» TASKS TO PERFORM:
[1] Repeat word for word the passage of the tentative ruling from "On December 8, 2023, Plaintiff" to "attaches Exhibits A-E.".
[2] Go on with the tentative ruling on the motion to seal, picking up right after its last sentence.

» SELECTED EXTRACT:
Judge: Teresa A. Beaudet, Case: 20STCV19290, Date: 2023-11-16 Tentative Ruling



Case Number: 20STCV19290    Hearing Date: February 5, 2024    Dept: 50

 

 

Superior Court of California

County of Los Angeles

Department 50

 

JASON DIZON,

                        Plaintiff,

            vs.

WESTERN ASSET MANAGEMENT COMPANY, LLC, et al.,

                        Defendants.

Case No.:

20STCV19290

Hearing Date:

February 5, 2024

Hearing Time:    10:00 a.m.

 

[TENTATIVE] ORDER RE: 

 

DEFENDANT WESTERN ASSET MANAGEMENT COMPANY, LLC’S MOTION TO SEAL EXHIBITS TO DECLARATION OF TAMARA FREEZE ATTACHED TO PLAINTIFF’S MOTION IN LIMINE NO. 3

 

 

Background

Plaintiff Jason Dizon (“Plaintiff”) filed this action against Defendant Western Asset Management Company, LLC (“WAM”) on May 20, 2020. In the Complaint, Plaintiff alleges causes of action for (1) retaliation in violation of Equal Pay Act, (2) whistleblower retaliation, (3) retaliation in violation of FEHA, (4) retaliation in violation of Labor Code section 98.6, (5) discrimination on the basis of association with protected group in violation of FEHA, (6) failure to prevent discrimination and/or retaliation in violation of FEHA, (7) wrongful termination in violation of public policy, and (8) unlawful prohibition on discussing wages and working conditions.[1]

            On December 8, 2023, Plaintiff filed a Motion in Limine No. 3 to Exclude Evidence of Emails that Plaintiff Forwarded to Himself (herein, “Motion in Limine No. 3”). Plaintiff’s counsel, Tamara Freeze, filed a declaration in support of Plaintiff’s Motion in Limine No. 3, which attaches Exhibits A-E. 

WAM now moves “for an order sealing documents publicly filed by Plaintiff in his Motion in Limine No. 3 To Exclude Evidence of Emails That Plaintiff Forwarded Himself.” Plaintiff opposes.

» INFORMATION SUPPLIED:
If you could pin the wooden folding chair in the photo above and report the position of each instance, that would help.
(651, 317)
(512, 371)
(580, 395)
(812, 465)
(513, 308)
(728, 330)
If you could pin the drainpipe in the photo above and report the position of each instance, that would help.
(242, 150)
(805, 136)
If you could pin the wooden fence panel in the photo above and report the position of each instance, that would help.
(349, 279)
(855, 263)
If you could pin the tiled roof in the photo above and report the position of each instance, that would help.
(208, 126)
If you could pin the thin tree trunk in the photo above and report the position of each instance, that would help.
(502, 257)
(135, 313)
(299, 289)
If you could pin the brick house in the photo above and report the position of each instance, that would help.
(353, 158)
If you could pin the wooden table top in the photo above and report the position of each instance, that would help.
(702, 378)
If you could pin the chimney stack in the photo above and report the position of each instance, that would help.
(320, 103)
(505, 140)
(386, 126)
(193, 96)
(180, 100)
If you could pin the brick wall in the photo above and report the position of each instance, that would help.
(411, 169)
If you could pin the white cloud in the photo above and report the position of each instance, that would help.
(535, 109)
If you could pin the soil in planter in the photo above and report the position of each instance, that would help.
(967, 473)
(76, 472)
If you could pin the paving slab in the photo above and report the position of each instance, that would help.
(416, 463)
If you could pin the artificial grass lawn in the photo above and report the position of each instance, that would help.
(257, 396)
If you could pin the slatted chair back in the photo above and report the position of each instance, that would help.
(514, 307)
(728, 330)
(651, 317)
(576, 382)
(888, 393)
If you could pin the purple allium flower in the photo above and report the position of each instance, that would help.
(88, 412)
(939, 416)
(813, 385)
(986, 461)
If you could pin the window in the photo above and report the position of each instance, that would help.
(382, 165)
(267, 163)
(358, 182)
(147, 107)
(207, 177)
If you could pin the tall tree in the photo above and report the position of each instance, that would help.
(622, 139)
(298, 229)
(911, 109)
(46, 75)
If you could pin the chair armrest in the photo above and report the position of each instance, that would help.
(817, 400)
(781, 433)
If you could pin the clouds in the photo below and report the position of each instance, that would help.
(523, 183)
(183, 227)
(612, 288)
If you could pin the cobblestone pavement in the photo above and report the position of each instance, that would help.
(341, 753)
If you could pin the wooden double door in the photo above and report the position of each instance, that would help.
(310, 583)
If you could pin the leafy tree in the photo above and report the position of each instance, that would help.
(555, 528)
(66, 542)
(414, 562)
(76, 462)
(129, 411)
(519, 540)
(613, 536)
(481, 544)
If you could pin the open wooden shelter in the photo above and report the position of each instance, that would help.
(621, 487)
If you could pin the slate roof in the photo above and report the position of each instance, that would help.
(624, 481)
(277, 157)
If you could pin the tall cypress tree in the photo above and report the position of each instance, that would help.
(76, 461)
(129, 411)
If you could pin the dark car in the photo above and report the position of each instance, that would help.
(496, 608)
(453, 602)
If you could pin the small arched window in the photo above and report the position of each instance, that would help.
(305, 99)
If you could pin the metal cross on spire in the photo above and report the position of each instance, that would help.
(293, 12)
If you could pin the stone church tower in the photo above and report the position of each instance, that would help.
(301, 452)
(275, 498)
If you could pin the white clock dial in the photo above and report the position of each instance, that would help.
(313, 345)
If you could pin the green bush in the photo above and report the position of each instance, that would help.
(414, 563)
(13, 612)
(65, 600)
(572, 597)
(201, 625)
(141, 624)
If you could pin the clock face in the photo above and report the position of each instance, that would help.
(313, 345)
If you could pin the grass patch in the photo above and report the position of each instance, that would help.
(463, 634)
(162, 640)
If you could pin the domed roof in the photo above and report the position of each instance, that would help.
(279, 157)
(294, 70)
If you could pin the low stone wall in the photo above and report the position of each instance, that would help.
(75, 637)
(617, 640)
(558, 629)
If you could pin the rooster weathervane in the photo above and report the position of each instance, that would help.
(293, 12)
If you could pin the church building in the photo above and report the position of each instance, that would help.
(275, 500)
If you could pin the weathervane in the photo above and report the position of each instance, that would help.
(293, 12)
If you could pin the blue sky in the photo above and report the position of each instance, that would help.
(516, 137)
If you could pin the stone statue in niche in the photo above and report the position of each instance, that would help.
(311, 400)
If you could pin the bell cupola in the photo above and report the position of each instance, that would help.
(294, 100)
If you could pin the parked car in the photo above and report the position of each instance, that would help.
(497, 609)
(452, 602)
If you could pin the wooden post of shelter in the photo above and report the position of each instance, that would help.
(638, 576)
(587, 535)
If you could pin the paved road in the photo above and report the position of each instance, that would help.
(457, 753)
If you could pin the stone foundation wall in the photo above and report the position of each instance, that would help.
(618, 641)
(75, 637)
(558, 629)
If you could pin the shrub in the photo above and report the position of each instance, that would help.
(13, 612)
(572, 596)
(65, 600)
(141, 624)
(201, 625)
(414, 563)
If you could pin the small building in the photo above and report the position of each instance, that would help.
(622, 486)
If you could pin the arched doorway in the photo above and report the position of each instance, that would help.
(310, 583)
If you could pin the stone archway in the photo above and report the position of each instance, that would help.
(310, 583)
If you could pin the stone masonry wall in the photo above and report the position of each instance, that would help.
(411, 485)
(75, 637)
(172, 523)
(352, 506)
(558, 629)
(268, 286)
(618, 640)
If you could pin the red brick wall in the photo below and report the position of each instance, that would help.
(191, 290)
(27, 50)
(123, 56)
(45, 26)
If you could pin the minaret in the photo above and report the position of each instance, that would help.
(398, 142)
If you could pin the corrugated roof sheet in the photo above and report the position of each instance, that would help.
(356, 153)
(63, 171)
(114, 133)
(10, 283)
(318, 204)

» IN RESPONSE:
[1]
On December 8, 2023, Plaintiff filed a Motion in Limine No. 3 to Exclude Evidence of Emails that Plaintiff Forwarded to Himself (herein, “Motion in Limine No. 3”). Plaintiff’s counsel, Tamara Freeze, filed a declaration in support of Plaintiff’s Motion in Limine No. 3, which attaches Exhibits A-E.

[2]
Discussion

¿¿ Generally, court records are presumed to be open unless confidentiality is required by law. (Cal. Rules of Court, rule 2.550, subd. (c).) If the presumption of access applies, the court may order that a record be filed under seal “if it expressly finds facts that establish: (1) There exists an overriding interest that overcomes the right of public access to the record; (2) The overriding interest supports sealing the record; (3) A substantial probability exists that the overriding interest will be prejudiced if the record is not sealed; (4) The proposed sealing is narrowly tailored; and (5) No less restrictive means exist to achieve the overriding interest.” (Cal. Rules of Court, rule 2.550, subd. (d).)

Plaintiff’s counsel’s declaration in support of Plaintiff’s Motion in Limine No. 3 provides, inter alia, “[t]he email dated December 6, 2019 from Jason Dizon to himself (Bates Nos. WAM000350-357) was identified as Exhibit 32 to Mr. Twitchell’s deposition. Mr. Twitchell admitted it did not paly [sic] any role in Mr. Dizon’s termination. A true and correct copy of Exhibit 32 to Mr. Twitchell’s deposition/ document bearing the Bates Nos. WAM000350-357 is attached hereto as Exhibit B.” (Freeze Decl., ¶ 5, emphasis added.) Plaintiff’s counsel further states that “[t]he email dated October 19, 2019 from Jason Dizon to himself (Bates Nos. WAM000338-342) was identified as Exhibit 33 to Mr. Twitchell’s deposition. Mr. Twitchell admitted it did not paly [sic] any role in Mr. Dizon’s termination. A true and correct copy of Exhibit 33 to Mr. Twitchell’s deposition/ document bearing the Bates Nos. WAM000338-342 is attached hereto as Exhibit C.” (Freeze Decl., ¶ 6, emphasis added.)

Plaintiff’s counsel’s declaration in support of Plaintiff’s Motion in Limine No. 3 further provides, “[t]he email dated October 30, 2018 from Jason Dizon to himself (Bates Nos. WAM000343-344) was identified as Exhibit 34 to Mr. Twitchell’s deposition. Mr. Twitchell admitted it did not paly [sic] any role in Mr. Dizon’s termination. A true and correct copy of Exhibit 34 to Mr. Twitchell’s deposition/ document bearing the Bates Nos. WAM000343-344 is attached hereto as Exhibit D.” (Freeze Decl., ¶ 7, emphasis added.) In addition, Plaintiff’s counsel states that “[t]he email dated January 4, 2019 from Jason Dizon to himself (Bates Nos. WAM000343-344) was identified as Exhibit 35 to Mr. Twitchell’s deposition. Mr. Twitchell admitted it did not paly [sic] any role in Mr. Dizon’s termination. A true and correct copy of Exhibit 35 to Mr. Twitchell’s deposition/ document bearing the Bates Nos. WAM000343-344 is attached hereto as Exhibit E.” (Freeze Decl., ¶ 8, emphasis added.)

In the instant motion, WAM states that it seeks an order sealing and keeping confidential Exhibits B, C, D, and E to the Declaration of Tamara Freeze attached to and in support of Plaintiff’s Motion in Limine No. 3 (collectively referred to herein as the “Exhibits”). (See Notice of Motion at p. iii:7-18.)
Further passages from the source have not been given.